Identify all lines in the listing that include the word "tile", and copy them out.
"""
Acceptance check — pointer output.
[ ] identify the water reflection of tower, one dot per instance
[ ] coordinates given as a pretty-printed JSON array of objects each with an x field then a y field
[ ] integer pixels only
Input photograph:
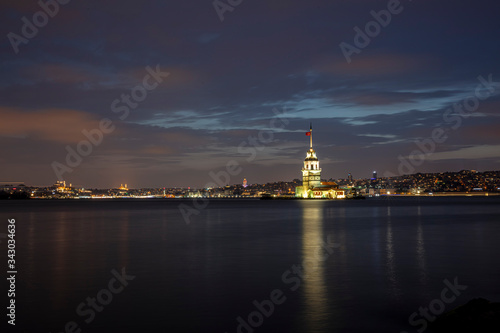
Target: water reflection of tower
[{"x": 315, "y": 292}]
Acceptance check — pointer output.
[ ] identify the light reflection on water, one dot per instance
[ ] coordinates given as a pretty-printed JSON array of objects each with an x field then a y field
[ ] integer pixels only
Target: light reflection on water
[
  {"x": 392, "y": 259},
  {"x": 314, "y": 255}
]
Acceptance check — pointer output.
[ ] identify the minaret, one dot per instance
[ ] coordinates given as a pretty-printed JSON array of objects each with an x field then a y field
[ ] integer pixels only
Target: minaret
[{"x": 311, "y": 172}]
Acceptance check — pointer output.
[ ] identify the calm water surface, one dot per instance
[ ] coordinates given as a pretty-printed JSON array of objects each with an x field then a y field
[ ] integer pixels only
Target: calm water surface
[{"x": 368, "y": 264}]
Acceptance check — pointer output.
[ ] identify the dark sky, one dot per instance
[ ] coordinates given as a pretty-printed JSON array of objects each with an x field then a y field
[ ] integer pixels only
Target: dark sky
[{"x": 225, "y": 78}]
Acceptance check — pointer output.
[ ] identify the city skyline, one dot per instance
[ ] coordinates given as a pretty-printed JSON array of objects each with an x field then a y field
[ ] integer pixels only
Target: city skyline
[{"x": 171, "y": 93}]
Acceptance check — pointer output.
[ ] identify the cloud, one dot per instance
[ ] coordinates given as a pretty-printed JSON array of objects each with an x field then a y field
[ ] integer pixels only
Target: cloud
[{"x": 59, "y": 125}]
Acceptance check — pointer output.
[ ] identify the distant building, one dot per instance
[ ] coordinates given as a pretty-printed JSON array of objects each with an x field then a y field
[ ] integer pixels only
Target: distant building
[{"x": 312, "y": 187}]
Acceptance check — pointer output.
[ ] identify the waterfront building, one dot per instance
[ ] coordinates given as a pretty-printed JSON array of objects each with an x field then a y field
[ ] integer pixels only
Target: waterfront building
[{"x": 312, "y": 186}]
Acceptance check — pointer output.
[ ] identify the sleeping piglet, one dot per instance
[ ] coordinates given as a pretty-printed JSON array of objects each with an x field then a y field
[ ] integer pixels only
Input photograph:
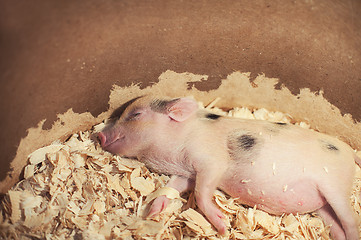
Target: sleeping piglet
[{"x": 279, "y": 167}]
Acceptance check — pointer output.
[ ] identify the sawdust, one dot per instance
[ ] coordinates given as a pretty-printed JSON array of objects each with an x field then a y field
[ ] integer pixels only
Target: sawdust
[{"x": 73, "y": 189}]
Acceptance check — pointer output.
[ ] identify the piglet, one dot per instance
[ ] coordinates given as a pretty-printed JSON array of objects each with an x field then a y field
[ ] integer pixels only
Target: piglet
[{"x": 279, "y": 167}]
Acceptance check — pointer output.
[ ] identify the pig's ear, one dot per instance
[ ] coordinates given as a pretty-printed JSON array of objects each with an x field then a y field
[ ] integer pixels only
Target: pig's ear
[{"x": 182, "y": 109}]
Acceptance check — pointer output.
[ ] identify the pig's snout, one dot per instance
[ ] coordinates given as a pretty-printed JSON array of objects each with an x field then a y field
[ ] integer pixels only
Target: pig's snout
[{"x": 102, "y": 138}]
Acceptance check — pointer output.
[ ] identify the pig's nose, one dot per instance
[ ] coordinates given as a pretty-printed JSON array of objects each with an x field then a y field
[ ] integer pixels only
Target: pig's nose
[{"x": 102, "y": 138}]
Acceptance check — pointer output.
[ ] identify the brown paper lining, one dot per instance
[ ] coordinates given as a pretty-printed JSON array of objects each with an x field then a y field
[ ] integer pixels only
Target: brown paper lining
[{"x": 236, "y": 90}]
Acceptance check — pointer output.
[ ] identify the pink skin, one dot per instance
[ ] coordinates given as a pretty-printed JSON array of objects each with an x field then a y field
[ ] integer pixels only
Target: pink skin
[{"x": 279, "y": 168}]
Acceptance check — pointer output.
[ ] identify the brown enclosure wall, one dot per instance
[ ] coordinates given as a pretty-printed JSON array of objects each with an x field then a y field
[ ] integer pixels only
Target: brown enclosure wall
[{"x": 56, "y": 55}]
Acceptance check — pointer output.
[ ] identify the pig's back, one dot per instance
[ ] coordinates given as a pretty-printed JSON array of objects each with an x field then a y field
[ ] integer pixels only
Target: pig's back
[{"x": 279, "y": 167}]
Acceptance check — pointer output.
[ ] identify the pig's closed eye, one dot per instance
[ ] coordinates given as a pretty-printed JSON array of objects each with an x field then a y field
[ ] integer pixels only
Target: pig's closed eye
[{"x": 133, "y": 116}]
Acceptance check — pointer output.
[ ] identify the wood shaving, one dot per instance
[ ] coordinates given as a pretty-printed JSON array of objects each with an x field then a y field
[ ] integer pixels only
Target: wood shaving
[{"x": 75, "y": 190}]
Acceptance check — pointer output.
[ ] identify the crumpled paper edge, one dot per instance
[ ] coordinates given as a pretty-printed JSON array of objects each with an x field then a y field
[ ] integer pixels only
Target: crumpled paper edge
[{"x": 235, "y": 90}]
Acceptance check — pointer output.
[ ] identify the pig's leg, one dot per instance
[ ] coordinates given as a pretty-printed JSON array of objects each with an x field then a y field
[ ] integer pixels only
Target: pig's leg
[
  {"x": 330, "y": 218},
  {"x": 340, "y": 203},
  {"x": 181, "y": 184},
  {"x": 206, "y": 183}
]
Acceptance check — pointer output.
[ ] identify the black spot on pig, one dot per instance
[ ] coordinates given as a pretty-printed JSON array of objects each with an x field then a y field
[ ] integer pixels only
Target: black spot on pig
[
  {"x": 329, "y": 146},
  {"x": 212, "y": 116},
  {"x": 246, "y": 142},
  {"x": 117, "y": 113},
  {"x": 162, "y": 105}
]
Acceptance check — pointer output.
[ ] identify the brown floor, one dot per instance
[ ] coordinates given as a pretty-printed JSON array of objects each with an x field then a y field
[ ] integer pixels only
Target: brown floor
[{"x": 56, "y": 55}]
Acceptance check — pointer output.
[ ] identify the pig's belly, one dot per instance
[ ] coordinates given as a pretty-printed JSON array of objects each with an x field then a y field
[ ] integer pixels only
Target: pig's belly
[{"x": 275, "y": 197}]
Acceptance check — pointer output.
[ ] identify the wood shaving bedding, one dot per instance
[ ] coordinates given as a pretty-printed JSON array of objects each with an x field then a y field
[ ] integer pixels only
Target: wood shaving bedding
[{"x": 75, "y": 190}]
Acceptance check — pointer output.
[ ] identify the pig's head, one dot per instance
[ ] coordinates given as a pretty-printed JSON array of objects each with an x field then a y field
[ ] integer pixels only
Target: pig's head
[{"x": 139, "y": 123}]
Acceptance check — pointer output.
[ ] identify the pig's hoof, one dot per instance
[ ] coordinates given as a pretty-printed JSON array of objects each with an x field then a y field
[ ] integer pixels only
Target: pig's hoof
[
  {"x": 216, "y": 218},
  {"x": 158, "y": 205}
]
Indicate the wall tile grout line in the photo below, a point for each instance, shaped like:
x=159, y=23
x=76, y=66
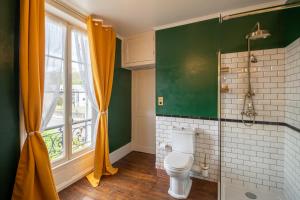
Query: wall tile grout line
"""
● **Result of this task**
Indicate the wall tile grout line in the photo below, a point for each instance, shaped like:
Query: wall tile grout line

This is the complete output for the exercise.